- _REQUESTS_:
(a) Translate this sentence from the harbor description into Spanish: "The tide rises in the harbour between four and five feet, and there is always sufficient depth of water to float vessels of the largest size."
(b) According to the harbor description, are these statements true? Answer yes or no for each and quote the deciding words. (i) Santa Cruz castle sits on a granite rock thirty feet high. (ii) Fort Lucia lies nearer to Santa Cruz castle than to the fortress by the Sugarloaf. (iii) Fort Lucia narrows the passage to about half a mile.
(c) Please pick up the harbor description after its final sentence and carry it on in the same style.
━━ PASSAGE SHOWN ━━
On extending the view a little farther inland, the frowning batteries of Santa Cruz castle, with the Brazilian banner floating above them, are seen on the right, based on a solid rock of granite, thirty feet in height, projecting westwardly from the foot of Signal Hill. Opposite to this, on the left, eastwardly of Sugarloaf cone, another fortress is discovered, of inferior strength; while between the two, but nearest to the latter, is a little island, strongly fortified, known by the appellation of Fort Lucia, which reduces the width of the passage to about three quarters of a mile. The Sugarloaf is said to be nearly seven hundred feet in height, and every accessible spot on that side the entrance is occupied by batteries, lines, and forts, or rather bears the. evidence of having thus been occupied.

After passing all these naturally strong-holds, the harbour suddenly expands, and extends itself into a circular, or rather elliptical, inland lake, which is sprinkled over with islands which

“Stand dress'd in living green;"

and surrounded by mountains rising in many ridges behind each other, like a vast natural amphitheatre. The tide rises in the harbour between four and five feet, and there is always sufficient depth of water to float vessels of the largest size.
━━━
━━ DATA ━━
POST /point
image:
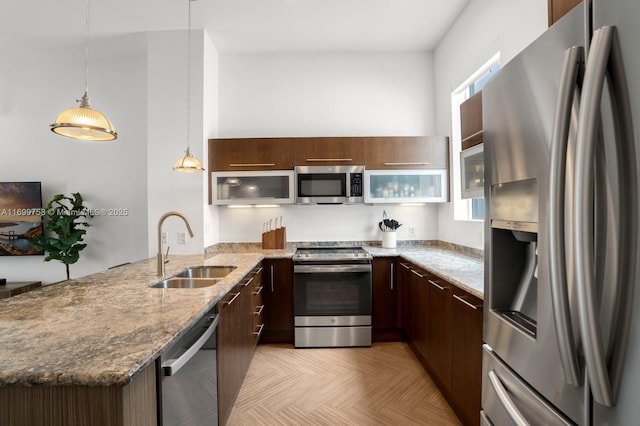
━━━
- _THE RESPONSES_:
(a) La marea sube en el puerto entre cuatro y cinco pies, y siempre hay suficiente profundidad de agua para que floten buques del mayor tamaño.

(b)
(i) Yes: "based on a solid rock of granite, thirty feet in height"
(ii) No: "between the two, but nearest to the latter"
(iii) No: "reduces the width of the passage to about three quarters of a mile"

(c)
The natural scenery which surrounds the harbour and city of Rio, has been frequently described, and often highly coloured by travellers. It is, indeed, beautiful to the eye; but, for our own part, we do not think that the meandering streams and gently murmuring rivulets of Brazil, pursue a more tortuous or fanciful course than those of the United States; nor can we perceive that their murmurings are, in the least degree, more "musically plaintive," or excite more tender emotions of the heart, than a creek of the Alleghany, or a small stream at the foot of the Stony Mountains, gurgling over the limestone pebbles, to pay its tributary mite to the majestic Missouri. Yet, among the objects that must arrest the attention on entering this majestic harbour, is the noble sheet of water, filling an oval basin of thirty miles in length and nearly fifteen in breadth, sufficiently capacious to contain all the fleets in the world-protected by a chain of mountains rising from its narrow mouth, and extending back, one above another, until the eye loses them amid white and fleecy clouds, which play in graceful curls around their airy summits. This view is certainly pleasing and exhilarating, and it is diversified, in many places, by cultivated spots, even to the highest elevation; while the valleys beneath are filled with the rich and rare fruits peculiar to the tropics. The shores of this "emerald gemm'd" basin are also indented with numerous inlets, many of which are the mouths of rivulets that dash down the declivities of the mountains, as if eager to mingle with the tranquil waters of this great bay. Almost every eminence around it, as well as many of its islands, is crowned with a fort or a castellated parapet -a church—a convent-or a picturesque ruin.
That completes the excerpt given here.